本文:

その理由の一つは樹種がヒノキが多いこと。スギとちがってヒノキは折れにくい。また乾燥にも比較的強いので、雨の多い多湿の熊野では自然枯死が起きにくいのだ。また、内陸部ゆえ台風の影響が少なく大雪も降らず、荒天で木が折れることが少ない。つまり二つ目は熊野という自然環境の特性ゆえである。

林床は真っ暗で下層植生は皆無。おそらく1回くらいは間伐を入れたかもしれないが、普通の弱い間伐(間引く本数が少ない)ではほとんど効果がない。ヒノキは横に枝を張るのですぐに樹冠が閉塞してしまうからだ。おまけに熊野は植栽本数が多く、本州の平均の2倍近く植えている。すなわち三つ目は植栽本数の多さと間伐の弱さである。

このままでいいわけがない。実際に山すそから崩れ始めているわけで、尾根筋まで人工林化しているので大崩壊する可能性だって考えられる。大まかな地質としては2011に大崩壊した滝尻と同じである。下には人家もあるというのに、このまま放置しておく人たちの気が知れない。

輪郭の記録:
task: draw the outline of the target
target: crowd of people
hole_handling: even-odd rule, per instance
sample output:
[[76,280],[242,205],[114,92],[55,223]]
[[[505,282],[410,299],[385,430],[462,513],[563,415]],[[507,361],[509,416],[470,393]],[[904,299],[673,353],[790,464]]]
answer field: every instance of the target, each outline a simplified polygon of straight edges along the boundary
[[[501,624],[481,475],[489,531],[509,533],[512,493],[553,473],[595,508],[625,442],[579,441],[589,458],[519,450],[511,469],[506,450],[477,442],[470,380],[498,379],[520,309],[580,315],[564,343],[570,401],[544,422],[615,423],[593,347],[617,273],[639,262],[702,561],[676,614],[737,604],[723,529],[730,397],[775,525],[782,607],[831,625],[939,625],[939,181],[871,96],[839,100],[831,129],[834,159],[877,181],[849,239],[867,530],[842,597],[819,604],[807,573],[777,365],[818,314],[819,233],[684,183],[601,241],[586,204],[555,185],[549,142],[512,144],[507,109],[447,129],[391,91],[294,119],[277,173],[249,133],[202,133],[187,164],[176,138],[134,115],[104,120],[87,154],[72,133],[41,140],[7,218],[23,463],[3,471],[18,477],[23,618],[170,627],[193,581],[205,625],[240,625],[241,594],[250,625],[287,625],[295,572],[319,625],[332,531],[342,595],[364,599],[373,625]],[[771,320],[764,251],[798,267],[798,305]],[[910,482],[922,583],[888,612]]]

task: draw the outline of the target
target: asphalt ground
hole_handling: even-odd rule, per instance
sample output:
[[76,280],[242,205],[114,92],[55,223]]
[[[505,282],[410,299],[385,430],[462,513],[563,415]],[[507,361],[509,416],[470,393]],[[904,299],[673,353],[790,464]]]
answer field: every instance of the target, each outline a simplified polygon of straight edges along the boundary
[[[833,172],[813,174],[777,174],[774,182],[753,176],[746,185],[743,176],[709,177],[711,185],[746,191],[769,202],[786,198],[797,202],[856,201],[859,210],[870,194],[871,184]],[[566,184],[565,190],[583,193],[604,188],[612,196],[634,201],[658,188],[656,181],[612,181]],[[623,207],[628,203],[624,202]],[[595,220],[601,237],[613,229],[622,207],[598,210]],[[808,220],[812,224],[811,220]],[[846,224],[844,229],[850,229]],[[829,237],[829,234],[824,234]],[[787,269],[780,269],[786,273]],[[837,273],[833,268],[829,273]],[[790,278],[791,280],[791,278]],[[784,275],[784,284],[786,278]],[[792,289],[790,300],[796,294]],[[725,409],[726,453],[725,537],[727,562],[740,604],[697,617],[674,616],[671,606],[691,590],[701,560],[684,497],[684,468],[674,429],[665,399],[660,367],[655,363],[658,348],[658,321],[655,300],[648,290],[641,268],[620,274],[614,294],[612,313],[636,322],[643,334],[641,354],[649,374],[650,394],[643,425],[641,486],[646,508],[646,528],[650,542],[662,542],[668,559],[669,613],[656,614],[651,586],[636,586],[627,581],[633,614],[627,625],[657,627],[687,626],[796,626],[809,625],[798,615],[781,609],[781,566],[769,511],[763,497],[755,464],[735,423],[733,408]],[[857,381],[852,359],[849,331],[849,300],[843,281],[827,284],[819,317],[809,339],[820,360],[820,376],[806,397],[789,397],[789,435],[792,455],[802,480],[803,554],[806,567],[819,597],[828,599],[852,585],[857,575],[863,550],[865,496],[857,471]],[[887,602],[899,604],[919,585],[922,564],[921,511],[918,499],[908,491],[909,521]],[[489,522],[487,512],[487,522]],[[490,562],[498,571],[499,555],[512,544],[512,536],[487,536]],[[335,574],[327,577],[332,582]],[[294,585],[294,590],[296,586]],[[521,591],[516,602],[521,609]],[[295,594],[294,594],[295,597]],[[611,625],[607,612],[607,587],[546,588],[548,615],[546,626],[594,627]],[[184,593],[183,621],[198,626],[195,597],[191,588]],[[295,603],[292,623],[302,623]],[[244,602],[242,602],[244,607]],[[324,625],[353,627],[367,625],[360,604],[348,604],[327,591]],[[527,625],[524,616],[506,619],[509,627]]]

==

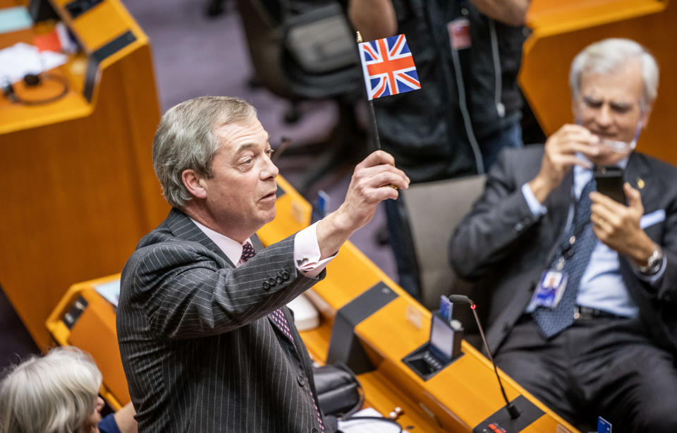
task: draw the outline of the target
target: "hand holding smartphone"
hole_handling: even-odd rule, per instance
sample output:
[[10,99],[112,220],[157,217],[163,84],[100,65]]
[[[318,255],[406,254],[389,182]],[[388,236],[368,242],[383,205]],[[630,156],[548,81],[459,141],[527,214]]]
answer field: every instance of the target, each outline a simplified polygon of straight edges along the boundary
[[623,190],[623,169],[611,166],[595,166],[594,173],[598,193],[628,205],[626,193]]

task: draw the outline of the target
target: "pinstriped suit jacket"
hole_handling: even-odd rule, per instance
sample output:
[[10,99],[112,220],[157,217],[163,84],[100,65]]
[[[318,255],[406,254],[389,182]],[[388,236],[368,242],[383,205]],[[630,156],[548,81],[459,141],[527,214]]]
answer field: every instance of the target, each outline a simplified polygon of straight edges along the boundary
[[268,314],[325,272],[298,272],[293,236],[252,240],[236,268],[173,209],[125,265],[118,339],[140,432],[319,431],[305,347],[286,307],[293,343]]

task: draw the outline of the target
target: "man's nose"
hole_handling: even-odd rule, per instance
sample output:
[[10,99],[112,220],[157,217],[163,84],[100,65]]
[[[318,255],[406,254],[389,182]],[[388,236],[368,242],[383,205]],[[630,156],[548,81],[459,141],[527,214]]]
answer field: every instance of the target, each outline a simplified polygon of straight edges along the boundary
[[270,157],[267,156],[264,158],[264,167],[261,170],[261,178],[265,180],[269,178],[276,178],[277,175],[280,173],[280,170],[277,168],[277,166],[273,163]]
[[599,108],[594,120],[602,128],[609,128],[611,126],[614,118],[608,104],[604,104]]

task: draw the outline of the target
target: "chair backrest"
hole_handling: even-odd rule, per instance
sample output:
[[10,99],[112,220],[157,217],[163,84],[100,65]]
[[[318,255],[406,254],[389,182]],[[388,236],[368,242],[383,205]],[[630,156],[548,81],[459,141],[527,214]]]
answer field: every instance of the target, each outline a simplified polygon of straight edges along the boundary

--

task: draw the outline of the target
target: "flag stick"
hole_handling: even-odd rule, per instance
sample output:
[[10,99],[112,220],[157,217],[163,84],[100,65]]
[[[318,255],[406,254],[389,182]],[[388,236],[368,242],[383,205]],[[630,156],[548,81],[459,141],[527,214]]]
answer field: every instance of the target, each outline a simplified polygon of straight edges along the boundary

やること:
本文をもとに、次の問いに答えよ。
1. 熊野で荒天により木が折れることが少ないのは、どういう環境だからか。
2. 熊野の植栽本数は本州の平均と比べてどのくらいか。
3. 大まかな地質が同じだとされているのはどこか。
ここでは項目は使わない。

作業の結果:
1. 内陸部にあり、台風の影響が少なく大雪も降らないから。
2. 2倍近く。
3. 2011に大崩壊した滝尻。